** READING TEXT **
ACCES on Supercomputing Clusters
================================

ACCES can also run each simulation as separate, massively-parallel jobs on distributed
supercomputing clusters using the ``coexist.schedulers`` interface. For example, for
executing simulations as ``sbatch`` jobs on a SLURM-managed supercomputer (such as
the awesome BlueBEAR @Birmingham):

::

    import coexist
    from coexist.schedulers import SlurmScheduler


    scheduler = SlurmScheduler(
        "10:0:0",           # Time allocated for a single simulation
        commands = '''
            # Commands you'd add in the sbatch script, after `#`
            set -e
            module purge; module load bluebear
            module load BEAR-Python-DataScience/2020a-foss-2020a-Python-3.8.2
        ''',
        qos = "bbdefault",
        account = "windowcr-rt-royalsociety",
        constraint = "cascadelake",     # Any other #SBATCH -- <CMD> = "VAL" pair
    )

    # Use ACCESS to learn the simulation parameters
    access = coexist.Access("simulation_script.py", scheduler)
    access.learn(num_solutions = 100, target_sigma = 0.1, random_seed = 12345)


Same script as before, except for the ``scheduler`` second argument to
``coexist.Access``. For full details - and extra possible settings - do check out
the "Manual" tab at the top of the page.

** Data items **

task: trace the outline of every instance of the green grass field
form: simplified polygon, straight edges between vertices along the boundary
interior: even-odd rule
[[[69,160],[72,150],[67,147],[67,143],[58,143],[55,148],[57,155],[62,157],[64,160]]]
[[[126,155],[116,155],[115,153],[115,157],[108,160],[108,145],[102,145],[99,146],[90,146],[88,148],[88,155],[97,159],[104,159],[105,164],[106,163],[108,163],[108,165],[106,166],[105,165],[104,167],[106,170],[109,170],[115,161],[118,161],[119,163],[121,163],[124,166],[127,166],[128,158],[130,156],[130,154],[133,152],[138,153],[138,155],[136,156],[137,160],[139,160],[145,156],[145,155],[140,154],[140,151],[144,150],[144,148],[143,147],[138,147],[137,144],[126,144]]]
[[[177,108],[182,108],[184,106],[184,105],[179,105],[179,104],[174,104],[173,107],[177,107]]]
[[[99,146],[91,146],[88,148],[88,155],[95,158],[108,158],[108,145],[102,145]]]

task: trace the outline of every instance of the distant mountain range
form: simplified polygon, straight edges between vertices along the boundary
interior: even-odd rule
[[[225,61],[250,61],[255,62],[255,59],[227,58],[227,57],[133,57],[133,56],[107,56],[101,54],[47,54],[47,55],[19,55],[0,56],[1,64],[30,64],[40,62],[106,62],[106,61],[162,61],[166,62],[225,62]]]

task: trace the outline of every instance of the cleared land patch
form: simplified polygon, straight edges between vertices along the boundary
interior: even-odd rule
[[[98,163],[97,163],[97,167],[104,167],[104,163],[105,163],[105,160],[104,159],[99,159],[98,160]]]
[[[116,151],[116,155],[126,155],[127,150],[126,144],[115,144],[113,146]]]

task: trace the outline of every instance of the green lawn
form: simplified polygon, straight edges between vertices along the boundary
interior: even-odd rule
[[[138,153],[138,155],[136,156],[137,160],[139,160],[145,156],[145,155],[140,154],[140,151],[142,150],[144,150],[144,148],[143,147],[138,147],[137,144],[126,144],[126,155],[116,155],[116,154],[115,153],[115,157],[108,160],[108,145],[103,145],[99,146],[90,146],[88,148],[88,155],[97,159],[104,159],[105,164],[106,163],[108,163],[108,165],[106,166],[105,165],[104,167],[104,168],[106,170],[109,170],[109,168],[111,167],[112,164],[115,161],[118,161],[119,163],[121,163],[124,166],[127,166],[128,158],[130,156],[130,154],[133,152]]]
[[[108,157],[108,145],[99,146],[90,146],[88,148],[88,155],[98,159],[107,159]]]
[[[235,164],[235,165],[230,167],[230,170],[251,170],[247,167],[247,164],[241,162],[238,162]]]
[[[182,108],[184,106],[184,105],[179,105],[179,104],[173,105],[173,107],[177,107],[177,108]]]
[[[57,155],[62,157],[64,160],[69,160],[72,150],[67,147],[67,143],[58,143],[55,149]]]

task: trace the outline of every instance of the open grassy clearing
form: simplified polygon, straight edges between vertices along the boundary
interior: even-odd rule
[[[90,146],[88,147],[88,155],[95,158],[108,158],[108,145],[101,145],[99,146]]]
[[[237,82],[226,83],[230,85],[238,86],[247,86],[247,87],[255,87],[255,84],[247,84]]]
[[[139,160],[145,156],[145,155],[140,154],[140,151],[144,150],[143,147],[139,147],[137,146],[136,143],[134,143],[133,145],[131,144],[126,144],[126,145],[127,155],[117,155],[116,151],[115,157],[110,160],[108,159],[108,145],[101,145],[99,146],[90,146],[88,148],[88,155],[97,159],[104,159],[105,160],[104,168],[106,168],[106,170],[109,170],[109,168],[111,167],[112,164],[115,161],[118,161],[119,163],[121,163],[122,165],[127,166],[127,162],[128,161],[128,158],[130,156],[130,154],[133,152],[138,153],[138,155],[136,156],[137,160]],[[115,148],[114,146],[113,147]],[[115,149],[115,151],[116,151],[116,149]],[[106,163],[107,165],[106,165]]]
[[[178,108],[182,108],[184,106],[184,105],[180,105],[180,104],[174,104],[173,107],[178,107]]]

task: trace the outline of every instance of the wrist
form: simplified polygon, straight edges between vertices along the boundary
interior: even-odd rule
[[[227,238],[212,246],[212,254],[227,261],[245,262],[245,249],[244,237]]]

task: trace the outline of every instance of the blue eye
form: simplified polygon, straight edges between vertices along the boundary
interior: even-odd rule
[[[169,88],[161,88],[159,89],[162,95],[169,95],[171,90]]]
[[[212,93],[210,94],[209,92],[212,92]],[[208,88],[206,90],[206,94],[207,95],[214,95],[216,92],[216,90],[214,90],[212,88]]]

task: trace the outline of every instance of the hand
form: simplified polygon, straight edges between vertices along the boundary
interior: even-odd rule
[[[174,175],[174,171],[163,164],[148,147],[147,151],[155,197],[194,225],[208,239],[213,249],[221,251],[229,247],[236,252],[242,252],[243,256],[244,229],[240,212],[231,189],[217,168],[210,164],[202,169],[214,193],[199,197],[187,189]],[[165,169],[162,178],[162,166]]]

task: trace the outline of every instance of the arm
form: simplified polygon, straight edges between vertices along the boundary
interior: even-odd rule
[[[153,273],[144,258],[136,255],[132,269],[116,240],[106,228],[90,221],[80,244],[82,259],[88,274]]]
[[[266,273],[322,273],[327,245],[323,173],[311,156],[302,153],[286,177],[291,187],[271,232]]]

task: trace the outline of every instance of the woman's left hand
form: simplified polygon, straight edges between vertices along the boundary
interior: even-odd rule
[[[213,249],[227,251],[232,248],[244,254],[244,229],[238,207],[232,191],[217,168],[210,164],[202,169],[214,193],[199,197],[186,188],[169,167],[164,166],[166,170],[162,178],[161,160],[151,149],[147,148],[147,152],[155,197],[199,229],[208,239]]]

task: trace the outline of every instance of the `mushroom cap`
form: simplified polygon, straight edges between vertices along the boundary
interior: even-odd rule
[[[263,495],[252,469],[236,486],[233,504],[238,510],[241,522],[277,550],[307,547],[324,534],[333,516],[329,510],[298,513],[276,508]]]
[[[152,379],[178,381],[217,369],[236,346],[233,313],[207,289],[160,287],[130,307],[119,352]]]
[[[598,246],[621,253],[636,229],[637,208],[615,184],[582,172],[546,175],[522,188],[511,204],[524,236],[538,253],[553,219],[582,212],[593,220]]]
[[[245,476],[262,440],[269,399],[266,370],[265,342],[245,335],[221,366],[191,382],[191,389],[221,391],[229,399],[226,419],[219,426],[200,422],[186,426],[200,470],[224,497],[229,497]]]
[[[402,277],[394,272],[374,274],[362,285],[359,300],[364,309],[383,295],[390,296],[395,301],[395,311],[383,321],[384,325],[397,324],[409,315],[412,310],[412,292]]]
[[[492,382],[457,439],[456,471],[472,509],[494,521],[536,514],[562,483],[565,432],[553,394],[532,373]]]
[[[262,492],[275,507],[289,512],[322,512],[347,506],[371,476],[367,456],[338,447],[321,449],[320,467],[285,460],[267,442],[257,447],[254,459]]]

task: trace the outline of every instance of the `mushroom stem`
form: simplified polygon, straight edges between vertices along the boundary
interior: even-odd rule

** REQUEST 1 **
Reproduce the ACCES cluster text from "access.learn(num_solutions = 100, target_sigma" up to and including "of the page.", renaming "Manual" to "Documentation".
** REQUEST 2 **
Copy out every line of the entries that contains the string "mushroom", matching case exactly.

** TASK RESULT 1 **
access.learn(num_solutions = 100, target_sigma = 0.1, random_seed = 12345)


Same script as before, except for the ``scheduler`` second argument to
``coexist.Access``. For full details - and extra possible settings - do check out
the "Documentation" tab at the top of the page.

** TASK RESULT 2 **
task: trace the outline of every instance of the `mushroom cap`
task: trace the outline of every instance of the `mushroom stem`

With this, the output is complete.